WHAT YOU ARE ASKED TO DO: Continue the email reply about how the poker program PsOpti works, starting right after its last sentence.
— Start DOCUMENT SEGMENT —
Manfred Dworschak (DER SPIEGEL) wrote:
> 
> Darse,
> 
> Thanks for your quick reply. I was just wondering if you could give me a
> brief and simple introduction into how PsOpti works. (Perhaps there is a
> written document available so you wouldn't have to bother explaining all
> that stuff to me? I've read your paper on this subject, but that's too
> technical for my purposes.)
> 
> Ok. What I'd like to learn is this:
> 
> - How does it work?
> - What is it that makes it superior in comparison with its predecessors?
> 


Well, that is a difficult question to answer briefly, but I'll try to
give a high-level overview.


Good strategy involves a fine balance of bluffing and betting for value.
Excellent play must involve a certain amount of bluffing (including
bluff raises), as well as check-raising and slowplaying (where strong
hands are played as though they are weak, delaying the raises to trap
the opponent).  Deciding precisely how to do this is a hard problem.

Older versions of the program were designed to play the multi-player
"ring game", typically with 10 players.  Good strategy for that kind
of game is very different from the 2-player game.  When you have only
one opponent, there is a lot more deception and trickery involved in
good play.  We shifted our focus to the 2-player game because the
weaknesses of the earlier approaches were very evident in this game.
— End DOCUMENT SEGMENT —
— Start RAW DATA —
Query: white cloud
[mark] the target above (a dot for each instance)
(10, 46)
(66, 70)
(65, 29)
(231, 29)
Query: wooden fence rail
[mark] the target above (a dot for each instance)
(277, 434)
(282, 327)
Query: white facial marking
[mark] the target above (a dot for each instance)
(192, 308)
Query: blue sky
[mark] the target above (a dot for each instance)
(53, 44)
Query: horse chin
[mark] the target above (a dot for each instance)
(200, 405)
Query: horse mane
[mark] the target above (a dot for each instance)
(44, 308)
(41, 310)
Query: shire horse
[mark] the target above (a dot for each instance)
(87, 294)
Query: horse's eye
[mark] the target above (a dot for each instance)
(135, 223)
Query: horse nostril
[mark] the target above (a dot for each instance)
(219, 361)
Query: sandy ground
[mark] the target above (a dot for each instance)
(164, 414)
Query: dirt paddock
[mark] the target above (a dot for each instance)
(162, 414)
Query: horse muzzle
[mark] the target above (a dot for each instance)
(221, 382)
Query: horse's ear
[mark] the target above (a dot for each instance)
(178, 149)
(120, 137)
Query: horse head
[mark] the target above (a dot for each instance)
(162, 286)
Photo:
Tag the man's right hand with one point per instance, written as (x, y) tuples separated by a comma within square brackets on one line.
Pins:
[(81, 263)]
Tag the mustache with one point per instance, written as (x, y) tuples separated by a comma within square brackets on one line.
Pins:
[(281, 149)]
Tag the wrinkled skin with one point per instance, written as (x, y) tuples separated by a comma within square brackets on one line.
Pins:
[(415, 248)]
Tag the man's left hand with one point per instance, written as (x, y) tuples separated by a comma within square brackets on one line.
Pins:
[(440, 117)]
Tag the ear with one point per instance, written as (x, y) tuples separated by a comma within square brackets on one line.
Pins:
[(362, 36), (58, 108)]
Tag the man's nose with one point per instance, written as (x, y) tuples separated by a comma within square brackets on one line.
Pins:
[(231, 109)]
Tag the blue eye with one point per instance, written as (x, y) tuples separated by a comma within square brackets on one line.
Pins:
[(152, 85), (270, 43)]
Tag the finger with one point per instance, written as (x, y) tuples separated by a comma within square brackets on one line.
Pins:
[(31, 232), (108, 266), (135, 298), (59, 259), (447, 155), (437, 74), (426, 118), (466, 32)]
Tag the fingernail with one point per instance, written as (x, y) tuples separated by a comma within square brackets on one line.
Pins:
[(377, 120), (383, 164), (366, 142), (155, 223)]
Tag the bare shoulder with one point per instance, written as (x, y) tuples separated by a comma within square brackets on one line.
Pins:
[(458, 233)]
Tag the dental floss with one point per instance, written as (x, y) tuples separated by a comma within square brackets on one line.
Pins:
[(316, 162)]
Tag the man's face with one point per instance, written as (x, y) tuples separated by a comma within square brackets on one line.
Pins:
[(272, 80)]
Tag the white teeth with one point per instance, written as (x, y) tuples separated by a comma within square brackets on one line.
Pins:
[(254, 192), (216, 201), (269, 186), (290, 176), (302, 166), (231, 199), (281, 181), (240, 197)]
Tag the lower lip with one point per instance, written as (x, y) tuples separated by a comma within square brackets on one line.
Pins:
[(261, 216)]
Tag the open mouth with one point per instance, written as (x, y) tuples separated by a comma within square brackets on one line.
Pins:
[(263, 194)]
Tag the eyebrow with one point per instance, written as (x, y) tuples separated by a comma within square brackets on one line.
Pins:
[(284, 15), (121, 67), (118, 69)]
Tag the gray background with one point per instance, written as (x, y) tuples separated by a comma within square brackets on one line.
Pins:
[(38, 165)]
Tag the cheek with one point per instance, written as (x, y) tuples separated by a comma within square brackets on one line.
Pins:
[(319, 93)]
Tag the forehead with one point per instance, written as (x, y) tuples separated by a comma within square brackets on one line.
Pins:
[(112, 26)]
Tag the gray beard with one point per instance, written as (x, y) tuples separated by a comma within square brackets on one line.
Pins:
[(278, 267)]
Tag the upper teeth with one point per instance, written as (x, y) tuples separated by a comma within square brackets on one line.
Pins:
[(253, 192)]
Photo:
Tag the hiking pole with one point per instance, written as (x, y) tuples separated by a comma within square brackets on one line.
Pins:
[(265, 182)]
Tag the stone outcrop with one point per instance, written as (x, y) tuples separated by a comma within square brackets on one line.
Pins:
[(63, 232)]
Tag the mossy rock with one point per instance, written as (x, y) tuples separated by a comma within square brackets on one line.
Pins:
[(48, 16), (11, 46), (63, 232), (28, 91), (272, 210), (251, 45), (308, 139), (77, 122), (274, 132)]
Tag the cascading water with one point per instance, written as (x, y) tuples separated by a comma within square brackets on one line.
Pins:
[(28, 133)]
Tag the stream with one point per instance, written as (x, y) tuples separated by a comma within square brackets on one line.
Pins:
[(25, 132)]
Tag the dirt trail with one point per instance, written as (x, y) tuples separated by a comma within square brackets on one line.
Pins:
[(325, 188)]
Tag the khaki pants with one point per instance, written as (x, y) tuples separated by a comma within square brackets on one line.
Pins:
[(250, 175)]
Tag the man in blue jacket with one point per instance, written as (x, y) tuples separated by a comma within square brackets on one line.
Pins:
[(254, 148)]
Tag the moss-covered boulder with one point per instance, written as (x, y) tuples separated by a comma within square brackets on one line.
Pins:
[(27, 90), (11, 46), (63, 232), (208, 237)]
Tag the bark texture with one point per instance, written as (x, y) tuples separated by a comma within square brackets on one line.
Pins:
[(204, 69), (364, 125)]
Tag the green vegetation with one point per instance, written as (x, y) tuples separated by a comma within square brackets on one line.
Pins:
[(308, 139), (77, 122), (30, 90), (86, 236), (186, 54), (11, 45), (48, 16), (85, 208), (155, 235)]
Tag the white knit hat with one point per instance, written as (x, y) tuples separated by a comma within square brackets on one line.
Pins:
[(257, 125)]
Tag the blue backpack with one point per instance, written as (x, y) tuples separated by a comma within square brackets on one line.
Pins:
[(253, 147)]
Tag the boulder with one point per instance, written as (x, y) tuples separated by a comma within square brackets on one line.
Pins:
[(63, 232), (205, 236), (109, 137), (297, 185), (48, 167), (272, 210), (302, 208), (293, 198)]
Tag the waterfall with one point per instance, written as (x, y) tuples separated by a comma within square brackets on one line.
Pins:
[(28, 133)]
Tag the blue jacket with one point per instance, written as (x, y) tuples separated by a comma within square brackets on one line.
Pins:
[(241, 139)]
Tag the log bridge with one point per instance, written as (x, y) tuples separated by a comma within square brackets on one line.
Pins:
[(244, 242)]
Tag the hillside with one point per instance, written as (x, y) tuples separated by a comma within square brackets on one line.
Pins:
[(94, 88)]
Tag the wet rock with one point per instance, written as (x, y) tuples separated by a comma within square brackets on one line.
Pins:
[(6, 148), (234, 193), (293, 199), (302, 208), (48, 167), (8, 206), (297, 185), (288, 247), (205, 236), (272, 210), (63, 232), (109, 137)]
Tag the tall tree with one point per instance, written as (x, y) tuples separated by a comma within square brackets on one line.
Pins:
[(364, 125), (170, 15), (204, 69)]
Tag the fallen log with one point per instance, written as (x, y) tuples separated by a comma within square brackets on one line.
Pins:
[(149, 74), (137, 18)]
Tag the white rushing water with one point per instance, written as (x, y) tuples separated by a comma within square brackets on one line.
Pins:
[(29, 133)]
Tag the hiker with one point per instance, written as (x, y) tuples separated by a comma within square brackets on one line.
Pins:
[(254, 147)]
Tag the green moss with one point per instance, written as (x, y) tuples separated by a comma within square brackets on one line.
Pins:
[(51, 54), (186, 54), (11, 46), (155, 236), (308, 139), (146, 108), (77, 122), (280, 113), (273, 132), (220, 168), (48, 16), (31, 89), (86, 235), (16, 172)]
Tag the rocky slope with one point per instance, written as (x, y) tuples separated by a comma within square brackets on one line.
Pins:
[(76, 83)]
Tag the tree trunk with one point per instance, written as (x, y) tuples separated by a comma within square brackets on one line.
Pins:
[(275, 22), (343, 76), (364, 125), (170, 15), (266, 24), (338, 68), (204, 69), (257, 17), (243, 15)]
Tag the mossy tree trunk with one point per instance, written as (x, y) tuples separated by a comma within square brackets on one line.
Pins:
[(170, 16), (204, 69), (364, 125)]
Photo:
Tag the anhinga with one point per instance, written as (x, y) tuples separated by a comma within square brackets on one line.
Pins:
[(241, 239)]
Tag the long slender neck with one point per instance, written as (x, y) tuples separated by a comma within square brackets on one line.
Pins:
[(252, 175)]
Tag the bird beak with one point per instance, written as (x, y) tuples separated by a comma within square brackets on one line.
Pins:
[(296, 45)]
— End RAW DATA —
OUTPUT FOR THIS TASK:
A game-theoretic solution produces a sophisticated strategy that is
well-balanced in all respects.  It is also safe and "robust", because
it is guaranteed to obtain the theoretical value of the game against
*any* other strategy.  By "strategy", we basically mean a recipe for
how often to raise, call, or fold in any particular situation (this
may involve randomness, such as choosing to raise 80% of the time and
call 20%).

The drawback is that this type of strategy is fixed -- it can't adapt
to the style of a particular opponent.  Although it will break even
against any opponent, it might only win at a slow rate against a weak
or predictable player.  However, it would be an excellent default to
use against a strong or unknown opponent, while making observations
that will enable it to make the appropriate adjustments later.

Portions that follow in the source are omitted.